Source extract:
-- START --

The additional services may, for example, include executing: AI applications, workflow applications, applications that edit the video stream (cut, splice, insert, overlay, etc.), applications that enhance the video or audio (e.g., backlight, backgrounds), applications that adjust encoding parameters (bit rate, regions, etc.), applications that read or write metadata streams, video/audio stream processing applications, security and privacy applications, and/or customer or end user compute functions.

It would be useful to provide an appliance at an edge appliance, edge encoder, or edge-based origin-server, for instance at an edge endpoint of a mesh network, allowing many-to-many distribution of A/V data, where the appliance performs computationally efficient A/V encoding, while also advantageously providing additional computational resources (e.g., cycles of CPUs, GPUs, DSPs, AI/ML NPUs) to provide other services at the edge in addition to efficient A/V encoding. Locating an appliance at an endpoint of an edge as an origin server advantageously achieves low latency in content delivery. For example, the described appliances may be advantageously located at the actual source of the A/V data or origination (e.g., the end point).

It would also be useful to implement a set of guiderails or constraints to ensure that computational tasks are within the computational capabilities of the SOC prior to performing such computational tasks.

BRIEF DESCRIPTION OF THE SEVERAL VIEWS OF THE DRAWINGS

In the drawings, identical reference numbers identify similar elements or acts. The sizes and relative positions of elements in the drawings are not necessarily drawn to scale. For example, the shapes of various elements and angles are not necessarily drawn to scale, and some of these elements may be arbitrarily enlarged and positioned to improve drawing legibility. Further, the particular shapes of the elements as drawn, are not necessarily intended to convey any information regarding the actual shape of the particular elements, and may have been solely selected for ease of recognition in the drawings.

FIGS. 1A and 1B are a schematic diagram of an appliance according to at least one illustrated implementation, the appliance including a system on chip (SOC) and a converter in the form of a field programmable gate array (FPGA), the SOC which includes an audio-visual (A/V) encoder and other computational resources, and the converter which is operable to convert A/V data form an external source of A/V data external to the appliance and push the converted A/V data to the encoder which performs A/V encoding, the SOC which also provides other computational services in addition to A/V encoding.

-- END --

Records shown:
-- START --

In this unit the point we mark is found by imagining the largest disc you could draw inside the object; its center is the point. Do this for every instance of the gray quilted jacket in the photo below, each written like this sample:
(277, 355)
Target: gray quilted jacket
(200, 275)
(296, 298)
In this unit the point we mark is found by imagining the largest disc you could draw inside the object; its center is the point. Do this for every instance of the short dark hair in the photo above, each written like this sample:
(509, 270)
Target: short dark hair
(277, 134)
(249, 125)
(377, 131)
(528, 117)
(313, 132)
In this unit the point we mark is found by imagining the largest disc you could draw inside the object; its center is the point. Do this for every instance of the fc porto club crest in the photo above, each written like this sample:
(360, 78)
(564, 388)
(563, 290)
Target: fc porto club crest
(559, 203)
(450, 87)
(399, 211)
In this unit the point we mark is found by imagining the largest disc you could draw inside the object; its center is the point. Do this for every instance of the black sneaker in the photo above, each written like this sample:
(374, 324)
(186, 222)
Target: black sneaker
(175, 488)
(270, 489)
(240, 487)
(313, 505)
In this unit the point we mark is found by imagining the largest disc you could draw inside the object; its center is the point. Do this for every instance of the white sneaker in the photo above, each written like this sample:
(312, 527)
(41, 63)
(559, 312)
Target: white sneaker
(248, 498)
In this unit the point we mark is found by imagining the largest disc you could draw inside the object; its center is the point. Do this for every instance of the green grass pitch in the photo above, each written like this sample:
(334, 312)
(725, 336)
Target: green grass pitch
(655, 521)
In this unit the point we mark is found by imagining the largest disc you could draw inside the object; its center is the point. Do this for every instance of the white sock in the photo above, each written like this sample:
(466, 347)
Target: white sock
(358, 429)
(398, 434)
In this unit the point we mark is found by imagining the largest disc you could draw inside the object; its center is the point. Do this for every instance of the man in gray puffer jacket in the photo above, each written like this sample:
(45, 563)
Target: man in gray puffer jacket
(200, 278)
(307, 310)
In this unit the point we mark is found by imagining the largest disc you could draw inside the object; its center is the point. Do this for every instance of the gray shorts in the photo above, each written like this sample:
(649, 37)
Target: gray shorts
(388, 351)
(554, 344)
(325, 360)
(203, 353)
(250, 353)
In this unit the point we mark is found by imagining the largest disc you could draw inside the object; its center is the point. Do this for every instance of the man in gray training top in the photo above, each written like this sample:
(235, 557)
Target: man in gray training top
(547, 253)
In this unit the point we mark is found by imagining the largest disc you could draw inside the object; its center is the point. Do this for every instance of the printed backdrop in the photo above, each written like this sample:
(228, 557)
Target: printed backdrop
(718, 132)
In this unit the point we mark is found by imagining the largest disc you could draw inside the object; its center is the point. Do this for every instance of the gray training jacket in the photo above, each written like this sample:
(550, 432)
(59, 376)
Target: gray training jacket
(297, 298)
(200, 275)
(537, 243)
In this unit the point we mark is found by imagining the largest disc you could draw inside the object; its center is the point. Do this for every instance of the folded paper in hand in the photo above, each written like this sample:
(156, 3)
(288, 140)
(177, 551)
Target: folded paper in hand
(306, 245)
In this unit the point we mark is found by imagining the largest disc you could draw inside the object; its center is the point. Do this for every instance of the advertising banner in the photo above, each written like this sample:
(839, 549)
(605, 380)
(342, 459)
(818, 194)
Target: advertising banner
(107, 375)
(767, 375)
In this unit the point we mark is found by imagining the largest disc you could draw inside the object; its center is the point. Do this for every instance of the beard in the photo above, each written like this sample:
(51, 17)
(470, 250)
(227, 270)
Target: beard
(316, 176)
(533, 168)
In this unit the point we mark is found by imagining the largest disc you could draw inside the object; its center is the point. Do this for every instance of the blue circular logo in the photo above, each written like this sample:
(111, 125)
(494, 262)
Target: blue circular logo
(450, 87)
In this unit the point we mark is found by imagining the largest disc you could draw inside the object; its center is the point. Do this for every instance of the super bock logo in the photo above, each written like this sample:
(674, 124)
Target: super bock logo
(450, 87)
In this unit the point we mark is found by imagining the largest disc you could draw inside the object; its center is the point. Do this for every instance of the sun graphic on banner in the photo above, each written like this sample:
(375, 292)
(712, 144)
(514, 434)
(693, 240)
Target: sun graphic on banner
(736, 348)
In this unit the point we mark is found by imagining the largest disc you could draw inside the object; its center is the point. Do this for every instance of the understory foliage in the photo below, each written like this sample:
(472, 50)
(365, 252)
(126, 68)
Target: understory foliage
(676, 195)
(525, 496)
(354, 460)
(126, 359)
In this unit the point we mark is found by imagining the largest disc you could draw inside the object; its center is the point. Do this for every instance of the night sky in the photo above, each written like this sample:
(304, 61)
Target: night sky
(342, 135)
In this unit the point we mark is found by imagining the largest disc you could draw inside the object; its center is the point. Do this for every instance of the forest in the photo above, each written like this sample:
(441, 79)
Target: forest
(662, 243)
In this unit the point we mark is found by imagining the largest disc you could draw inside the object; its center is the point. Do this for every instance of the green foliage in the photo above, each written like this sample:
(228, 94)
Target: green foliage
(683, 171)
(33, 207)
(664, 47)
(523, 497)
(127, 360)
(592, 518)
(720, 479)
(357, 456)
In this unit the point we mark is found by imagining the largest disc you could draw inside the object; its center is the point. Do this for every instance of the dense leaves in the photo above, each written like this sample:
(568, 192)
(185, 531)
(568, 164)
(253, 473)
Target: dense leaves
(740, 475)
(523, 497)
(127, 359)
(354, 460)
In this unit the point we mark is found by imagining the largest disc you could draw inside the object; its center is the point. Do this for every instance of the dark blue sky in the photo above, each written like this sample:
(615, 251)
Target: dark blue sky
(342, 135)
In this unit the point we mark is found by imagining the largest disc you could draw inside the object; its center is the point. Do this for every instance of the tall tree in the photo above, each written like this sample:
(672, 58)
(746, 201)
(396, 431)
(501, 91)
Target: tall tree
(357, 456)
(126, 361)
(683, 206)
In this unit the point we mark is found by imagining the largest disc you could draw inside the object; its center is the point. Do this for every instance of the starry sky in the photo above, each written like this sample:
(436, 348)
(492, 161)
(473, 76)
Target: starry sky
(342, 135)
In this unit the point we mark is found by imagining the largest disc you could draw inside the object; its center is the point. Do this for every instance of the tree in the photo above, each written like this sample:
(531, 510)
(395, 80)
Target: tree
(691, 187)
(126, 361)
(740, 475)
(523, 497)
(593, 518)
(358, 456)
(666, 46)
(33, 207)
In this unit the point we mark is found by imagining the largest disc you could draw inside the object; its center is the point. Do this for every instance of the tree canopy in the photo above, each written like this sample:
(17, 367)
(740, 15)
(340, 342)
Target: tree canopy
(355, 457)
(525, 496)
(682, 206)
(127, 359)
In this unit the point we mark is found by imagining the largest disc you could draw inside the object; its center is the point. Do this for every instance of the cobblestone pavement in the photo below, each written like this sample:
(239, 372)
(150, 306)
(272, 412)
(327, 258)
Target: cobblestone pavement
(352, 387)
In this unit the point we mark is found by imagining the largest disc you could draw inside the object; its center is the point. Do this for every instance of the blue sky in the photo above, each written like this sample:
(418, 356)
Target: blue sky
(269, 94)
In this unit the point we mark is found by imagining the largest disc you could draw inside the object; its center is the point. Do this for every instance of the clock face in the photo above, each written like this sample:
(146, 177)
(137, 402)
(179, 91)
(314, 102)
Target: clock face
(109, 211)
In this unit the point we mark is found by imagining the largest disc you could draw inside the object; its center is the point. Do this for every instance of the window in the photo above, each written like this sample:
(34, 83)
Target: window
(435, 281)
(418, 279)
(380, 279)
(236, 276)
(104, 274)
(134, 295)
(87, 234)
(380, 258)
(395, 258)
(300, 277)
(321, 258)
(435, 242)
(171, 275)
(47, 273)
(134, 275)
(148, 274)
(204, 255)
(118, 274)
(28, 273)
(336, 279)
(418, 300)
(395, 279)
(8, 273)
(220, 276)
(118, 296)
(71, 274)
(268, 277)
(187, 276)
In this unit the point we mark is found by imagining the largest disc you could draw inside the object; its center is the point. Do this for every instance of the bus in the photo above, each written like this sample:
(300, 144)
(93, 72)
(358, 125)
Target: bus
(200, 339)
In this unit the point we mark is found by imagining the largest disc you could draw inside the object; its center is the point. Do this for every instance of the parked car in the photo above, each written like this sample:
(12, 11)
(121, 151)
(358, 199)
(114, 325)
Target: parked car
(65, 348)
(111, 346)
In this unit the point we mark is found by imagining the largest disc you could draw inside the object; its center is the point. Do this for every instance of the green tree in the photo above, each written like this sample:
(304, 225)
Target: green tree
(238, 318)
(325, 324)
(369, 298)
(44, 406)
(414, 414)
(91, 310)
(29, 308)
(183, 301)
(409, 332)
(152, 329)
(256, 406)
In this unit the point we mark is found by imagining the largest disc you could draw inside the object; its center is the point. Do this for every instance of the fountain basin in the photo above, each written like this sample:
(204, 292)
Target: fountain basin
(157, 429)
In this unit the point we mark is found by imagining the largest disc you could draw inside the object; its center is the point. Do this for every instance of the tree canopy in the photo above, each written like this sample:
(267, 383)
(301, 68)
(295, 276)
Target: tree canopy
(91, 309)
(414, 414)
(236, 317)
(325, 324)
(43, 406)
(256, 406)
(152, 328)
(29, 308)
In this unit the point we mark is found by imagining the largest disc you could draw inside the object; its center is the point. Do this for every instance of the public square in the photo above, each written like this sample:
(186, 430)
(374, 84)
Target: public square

-- END --

Exercise task:
Pick up the passage on the edge A/V encoding appliance after its final sentence and keep writing it. The entries come from a separate source.

Result for this task:
FIG. 2 is a schematic diagram illustrating a mapping of computational services across various components of a system on chip (SOC) and converter of an appliance according to at least one illustrated implementation, where the appliance takes the form of a low power video data center at an edge endpoint, for instance an edge-based origin-server.

FIG. 3 is a schematic diagram illustrating a system architecture for a portion of an appliance which receives an incoming stream of audio-visual (A/V) data in a first format, converts the A/V data to a second format, and A/V encodes the converted A/V data, according to one illustrated implementation.

FIG. 4 is a schematic diagram of an appliance in the form of an edge-based origin-server located at an endpoint of an edge of a network (e.g., mesh network) that provides A/V encoding and offers additional computational services in addition to the A/V encoding, according to one illustrated implementation.

FIG. 5 is a flow diagram showing a method of operating an appliance, according to at least one illustrated implementation.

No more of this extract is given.